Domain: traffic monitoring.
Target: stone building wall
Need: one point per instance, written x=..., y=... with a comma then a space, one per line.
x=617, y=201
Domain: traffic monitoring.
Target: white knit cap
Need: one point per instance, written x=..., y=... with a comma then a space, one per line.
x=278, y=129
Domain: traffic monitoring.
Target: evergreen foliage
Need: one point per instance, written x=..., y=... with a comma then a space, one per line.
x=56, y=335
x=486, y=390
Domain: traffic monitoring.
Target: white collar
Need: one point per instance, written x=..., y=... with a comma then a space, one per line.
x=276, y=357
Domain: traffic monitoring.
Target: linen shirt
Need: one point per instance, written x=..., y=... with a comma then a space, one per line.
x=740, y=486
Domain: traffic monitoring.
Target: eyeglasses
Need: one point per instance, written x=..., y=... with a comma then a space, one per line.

PROBLEM:
Retype all of the data above verbatim, preserving every line in its original order.

WRITTEN SOLUTION:
Domain: traffic monitoring.
Target: stone building wall
Need: one point per instance, written x=..., y=... with a comma then a space, one per line.
x=617, y=201
Domain: traffic monitoring.
Target: white knit cap
Need: one point per instance, written x=..., y=... with a comma then a space, one per line.
x=278, y=129
Domain: traffic monitoring.
Target: evergreen foliage
Need: one point per instance, written x=..., y=... with a comma then a space, one per line.
x=56, y=335
x=486, y=390
Domain: traffic monitoring.
Target: white collar
Need: one point per instance, written x=..., y=... with a comma then a space, one per line.
x=276, y=357
Domain: traffic monitoring.
Target: linen shirt
Need: one point per instance, written x=..., y=... with a comma then a space, one per line.
x=740, y=486
Domain: traffic monitoring.
Target: eyeglasses
Need: one point per instance, written x=..., y=... with a comma then a space, one per line.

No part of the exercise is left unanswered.